Görev a =>
Talat Turhan hakkındaki metinde adı geçen bütün kişileri listeleyin.

Metin bloğu =>
====
Cumhuriyet sonrası oluşan ruhun,milli irade ve gücün,milli ordunun nasıl kullanıldığını,aldatıldığını ve zaafa uğratıldığını kırk yıldan beri,kitaplarından beş kuruş kazanmadan kendi emekli parası harcamaları ile karşılayan Talat Turhan'ı okumanızı da tavsiye ederim...Piyasada bulamayacağınız kitapları kendisinin sitesinden kitaplarım bölümünden okuyabilirsiniz.( http://www.talatturhan.com/kitaplarim.htm )

Daniele Ganser,'' NATO'nun gizli orduları'' kitabında '' TÜRKİYE'DE GİZLİ SAVAŞ '' bölümünde Talat Turhan 'dan özetle şöyle bahseder; ( Bkz. Sayfa 400)

''Türkiye'den çok az kişi meseleyi açıkca dile getirme cesaretini gösterebildi.Bu cesareti gösterebilenlerden bir subay Talat Turhan 'dı.Kontr -Gerilla ve karanlık sırlar hakkında konuşmayı sürdürdüğü için ordu tarafından öldürülmek istendi ve işkenceye maruz kaldı...Turhan '' Bunlar Nato ordularının gizli birimleridir'' dedi.Ancak kimse Talat Turhan dinlemedi...
Kontrgerilla işkencesinden sağ kurtulan Turhan,yaşamını kontrgerilla gizli ordusunu ve Türkiye'deki örtülü faaliyetleri araştırmaya adadı ve konu ile ilgili kitaplar yazdı... Daniele Ganser. ''

Kendisinden dinleyelim;

http://vimeo.com/4108578


Talat Turhan ,Derin Devlet,Küresel güçler,Gizli örgütler-Sivil Asker oluşumlar-SKY Turk TV-2009, Vimeo , TDK ,2008

Talat Turhan Uğur Mumcu ile resmini,kendisinin işkence gördüğü Ziverbey Köşkü önündeki resmini, kapak yaptığı ''Derin Devlet'' kitabında bu konu ve dünyadaki dernek,tarikat ve küresel çeteleşme hakkında uzun uzadıya yazmıştır...

Araştırmacı yazar Ersal Yavi 'nin '' Paraizm '' kitabından Jön Türk 'lüğe özenen ve şövalye ruhlu İttihat Terakki 'ciler hakkında,Osmanlıyı sona götüren olayları,sebep ve sonuçlarını ve o zamanki askeri öğrencilerin özendirildiği batı hayranlığı oluşumları tek tek belgeleriyle açıklamıştır...
====
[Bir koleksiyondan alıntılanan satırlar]
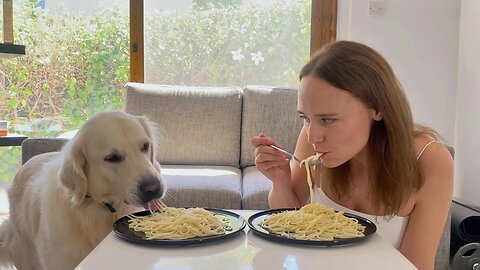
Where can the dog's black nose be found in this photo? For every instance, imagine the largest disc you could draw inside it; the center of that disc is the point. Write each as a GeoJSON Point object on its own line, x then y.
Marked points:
{"type": "Point", "coordinates": [149, 189]}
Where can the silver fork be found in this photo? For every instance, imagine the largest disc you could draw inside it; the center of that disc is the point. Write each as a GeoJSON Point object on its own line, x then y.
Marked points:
{"type": "Point", "coordinates": [292, 156]}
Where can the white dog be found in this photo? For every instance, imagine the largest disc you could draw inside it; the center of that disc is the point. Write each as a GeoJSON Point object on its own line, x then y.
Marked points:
{"type": "Point", "coordinates": [63, 204]}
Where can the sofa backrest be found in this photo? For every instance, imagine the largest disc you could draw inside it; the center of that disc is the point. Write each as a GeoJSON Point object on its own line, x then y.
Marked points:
{"type": "Point", "coordinates": [272, 111]}
{"type": "Point", "coordinates": [198, 125]}
{"type": "Point", "coordinates": [36, 146]}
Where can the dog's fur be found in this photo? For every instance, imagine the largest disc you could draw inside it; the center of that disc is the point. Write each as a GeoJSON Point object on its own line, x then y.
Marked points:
{"type": "Point", "coordinates": [57, 215]}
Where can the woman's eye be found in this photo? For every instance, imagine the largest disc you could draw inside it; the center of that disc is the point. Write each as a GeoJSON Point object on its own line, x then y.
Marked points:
{"type": "Point", "coordinates": [145, 147]}
{"type": "Point", "coordinates": [113, 158]}
{"type": "Point", "coordinates": [305, 119]}
{"type": "Point", "coordinates": [328, 121]}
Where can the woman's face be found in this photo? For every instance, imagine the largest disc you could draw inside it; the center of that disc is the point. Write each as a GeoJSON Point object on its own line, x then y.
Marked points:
{"type": "Point", "coordinates": [336, 122]}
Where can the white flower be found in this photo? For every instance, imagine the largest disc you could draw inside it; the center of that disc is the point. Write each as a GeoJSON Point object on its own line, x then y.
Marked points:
{"type": "Point", "coordinates": [257, 57]}
{"type": "Point", "coordinates": [237, 55]}
{"type": "Point", "coordinates": [161, 47]}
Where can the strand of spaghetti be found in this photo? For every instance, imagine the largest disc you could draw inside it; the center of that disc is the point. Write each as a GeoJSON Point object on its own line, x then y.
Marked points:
{"type": "Point", "coordinates": [307, 163]}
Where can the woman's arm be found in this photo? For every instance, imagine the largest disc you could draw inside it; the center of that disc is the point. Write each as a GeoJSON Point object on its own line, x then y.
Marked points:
{"type": "Point", "coordinates": [432, 204]}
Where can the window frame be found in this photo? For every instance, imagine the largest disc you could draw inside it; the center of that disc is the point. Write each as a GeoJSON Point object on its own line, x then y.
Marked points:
{"type": "Point", "coordinates": [323, 30]}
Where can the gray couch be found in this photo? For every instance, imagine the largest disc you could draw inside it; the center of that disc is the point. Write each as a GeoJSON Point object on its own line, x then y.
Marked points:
{"type": "Point", "coordinates": [204, 142]}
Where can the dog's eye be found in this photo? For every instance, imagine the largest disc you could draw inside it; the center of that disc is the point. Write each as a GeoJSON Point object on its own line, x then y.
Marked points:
{"type": "Point", "coordinates": [114, 158]}
{"type": "Point", "coordinates": [146, 147]}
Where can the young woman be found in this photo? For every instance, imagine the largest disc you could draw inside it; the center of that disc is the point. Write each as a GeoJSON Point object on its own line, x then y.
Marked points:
{"type": "Point", "coordinates": [375, 161]}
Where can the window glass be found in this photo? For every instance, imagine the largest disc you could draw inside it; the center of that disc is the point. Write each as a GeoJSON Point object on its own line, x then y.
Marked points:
{"type": "Point", "coordinates": [226, 42]}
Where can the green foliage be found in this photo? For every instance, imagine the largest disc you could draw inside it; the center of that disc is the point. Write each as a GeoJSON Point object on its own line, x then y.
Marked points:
{"type": "Point", "coordinates": [216, 47]}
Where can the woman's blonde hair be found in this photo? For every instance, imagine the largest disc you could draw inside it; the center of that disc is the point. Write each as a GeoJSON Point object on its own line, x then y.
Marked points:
{"type": "Point", "coordinates": [364, 73]}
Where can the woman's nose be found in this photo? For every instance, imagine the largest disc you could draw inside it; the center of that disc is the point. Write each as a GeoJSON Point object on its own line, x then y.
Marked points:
{"type": "Point", "coordinates": [315, 134]}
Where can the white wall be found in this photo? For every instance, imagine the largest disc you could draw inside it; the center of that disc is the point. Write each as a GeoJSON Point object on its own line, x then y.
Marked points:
{"type": "Point", "coordinates": [420, 40]}
{"type": "Point", "coordinates": [467, 136]}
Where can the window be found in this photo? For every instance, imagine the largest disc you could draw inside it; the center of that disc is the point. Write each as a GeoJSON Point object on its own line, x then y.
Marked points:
{"type": "Point", "coordinates": [227, 42]}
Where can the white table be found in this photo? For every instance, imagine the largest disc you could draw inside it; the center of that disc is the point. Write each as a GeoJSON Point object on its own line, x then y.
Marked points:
{"type": "Point", "coordinates": [248, 251]}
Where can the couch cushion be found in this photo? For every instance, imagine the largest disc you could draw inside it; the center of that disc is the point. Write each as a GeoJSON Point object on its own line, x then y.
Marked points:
{"type": "Point", "coordinates": [202, 186]}
{"type": "Point", "coordinates": [255, 189]}
{"type": "Point", "coordinates": [199, 125]}
{"type": "Point", "coordinates": [272, 111]}
{"type": "Point", "coordinates": [35, 146]}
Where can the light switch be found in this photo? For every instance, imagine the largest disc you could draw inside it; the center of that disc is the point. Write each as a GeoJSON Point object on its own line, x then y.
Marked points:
{"type": "Point", "coordinates": [375, 8]}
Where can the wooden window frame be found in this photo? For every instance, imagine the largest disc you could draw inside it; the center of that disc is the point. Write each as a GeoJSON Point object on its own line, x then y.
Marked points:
{"type": "Point", "coordinates": [323, 31]}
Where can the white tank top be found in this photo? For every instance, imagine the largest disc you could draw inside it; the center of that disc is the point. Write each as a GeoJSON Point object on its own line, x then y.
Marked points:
{"type": "Point", "coordinates": [392, 229]}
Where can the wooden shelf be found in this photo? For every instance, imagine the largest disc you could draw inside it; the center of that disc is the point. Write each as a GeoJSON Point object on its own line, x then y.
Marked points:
{"type": "Point", "coordinates": [11, 50]}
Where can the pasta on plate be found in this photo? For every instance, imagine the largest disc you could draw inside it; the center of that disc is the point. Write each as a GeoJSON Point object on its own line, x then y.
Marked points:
{"type": "Point", "coordinates": [313, 221]}
{"type": "Point", "coordinates": [172, 223]}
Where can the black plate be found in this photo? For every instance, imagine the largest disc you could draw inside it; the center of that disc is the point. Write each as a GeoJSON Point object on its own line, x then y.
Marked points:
{"type": "Point", "coordinates": [120, 227]}
{"type": "Point", "coordinates": [254, 224]}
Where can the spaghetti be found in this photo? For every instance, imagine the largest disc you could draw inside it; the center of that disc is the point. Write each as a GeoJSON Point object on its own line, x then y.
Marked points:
{"type": "Point", "coordinates": [309, 161]}
{"type": "Point", "coordinates": [178, 223]}
{"type": "Point", "coordinates": [313, 221]}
====
Görev b =>
Koleksiyondan alınan satırlarda "Where can the wooden window" ifadesinin geçtiği satırdan başlayın ve satırların sonunda durun. Bu bölümü, içindeki "wooden" sözcüğünü "timber" olarak değiştirip başka hiçbir şeye dokunmadan yeniden yazın.

Tam çözüm a =>
Talat Turhan
Daniele Ganser
Uğur Mumcu
Ersal Yavi

Tam çözüm b =>
Where can the timber window frame be found in this photo? For every instance, imagine the largest disc you could draw inside it; the center of that disc is the point. Write each as a GeoJSON Point object on its own line, x then y.
Marked points:
{"type": "Point", "coordinates": [323, 31]}
Where can the white tank top be found in this photo? For every instance, imagine the largest disc you could draw inside it; the center of that disc is the point. Write each as a GeoJSON Point object on its own line, x then y.
Marked points:
{"type": "Point", "coordinates": [392, 229]}
Where can the timber shelf be found in this photo? For every instance, imagine the largest disc you could draw inside it; the center of that disc is the point. Write each as a GeoJSON Point object on its own line, x then y.
Marked points:
{"type": "Point", "coordinates": [11, 50]}
Where can the pasta on plate be found in this photo? For every instance, imagine the largest disc you could draw inside it; the center of that disc is the point. Write each as a GeoJSON Point object on its own line, x then y.
Marked points:
{"type": "Point", "coordinates": [313, 221]}
{"type": "Point", "coordinates": [172, 223]}
Where can the black plate be found in this photo? For every instance, imagine the largest disc you could draw inside it; the center of that disc is the point. Write each as a GeoJSON Point object on its own line, x then y.
Marked points:
{"type": "Point", "coordinates": [120, 227]}
{"type": "Point", "coordinates": [254, 224]}
Where can the spaghetti be found in this photo? For every instance, imagine the largest disc you could draw inside it; the center of that disc is the point. Write each as a GeoJSON Point object on its own line, x then y.
Marked points:
{"type": "Point", "coordinates": [309, 161]}
{"type": "Point", "coordinates": [178, 223]}
{"type": "Point", "coordinates": [313, 221]}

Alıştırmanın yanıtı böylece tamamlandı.